**Challenge A:** Summarize the text about Laura San Giacomo in two sentences.

**Text provided:**
+--

Time flies and Laura San Giacomo is 50 years old.
She was born on November 14 of 1961 and she’s had one of those strange low-boil Hollywood careers: she sticks around in the background like a character actor but gets roles like a lead.
Laura San Giacomo was 27 when she starred in sex, lies and videotape, the indie film which was a huge hit in 1989 but is remembered in name only now. (Anyone Netflix it recently?) As Cynthia, the sister having an affair with sleazy Peter Gallagher, she was very attractive indeed. That right there is where she should have become a big star, but it didn’t happen.
Next year she was Julia Roberts‘s good-natured hooker chum in Pretty Woman. That was an absurd film that should have killed the careers of everyone involved, but somehow didn’t. Instead San Giacomo got what looked like her big break as the love interest in Quigley Down Under, the film that was going to be Tom Selleck‘s big-screen breakthrough after Magnum, PI ended in 1988. (We’re going back a ways here.) But the film didn’t click and, as ingenue roles go, it was probably a bad sign that her character was named Crazy Cora.

+--

**Challenge B:** Pick out every line of the records below that contains the string "point". Case counts.

**Supplied material:**
+--

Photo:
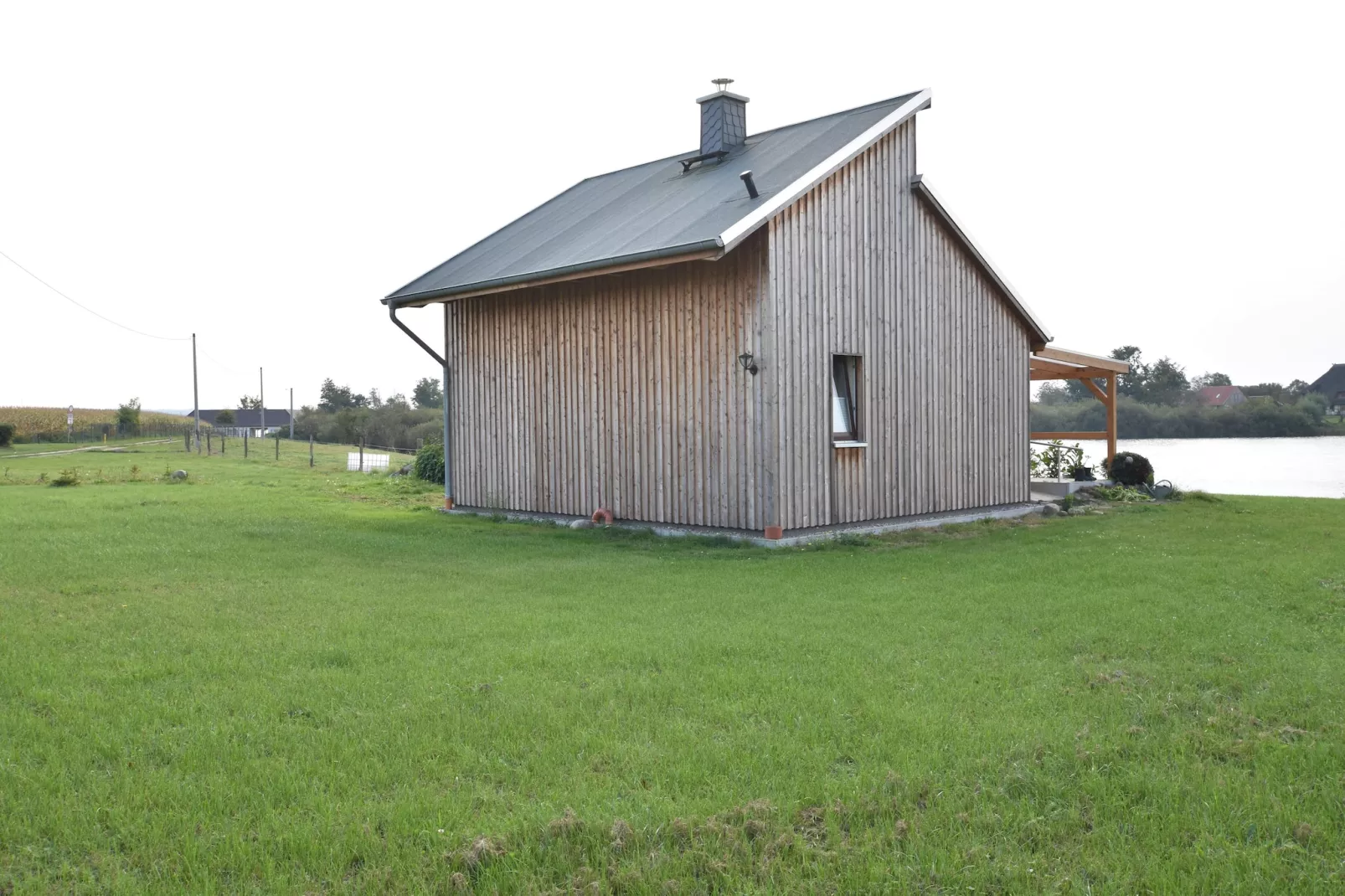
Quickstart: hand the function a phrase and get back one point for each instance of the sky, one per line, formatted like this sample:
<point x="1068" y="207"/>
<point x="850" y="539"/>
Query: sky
<point x="261" y="174"/>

+--

**Response A:** Laura San Giacomo, born November 14, 1961, has had a strange Hollywood career in which she stays in the background like a character actor yet gets roles like a lead. After starring at 27 as Cynthia in sex, lies and videotape in 1989 and playing Julia Roberts's good-natured friend in Pretty Woman, she got what looked like her big break as the love interest in Quigley Down Under, but that film didn't click.

**Response B:**
Quickstart: hand the function a phrase and get back one point for each instance of the sky, one per line, formatted like this sample:
<point x="1068" y="207"/>
<point x="850" y="539"/>
<point x="261" y="174"/>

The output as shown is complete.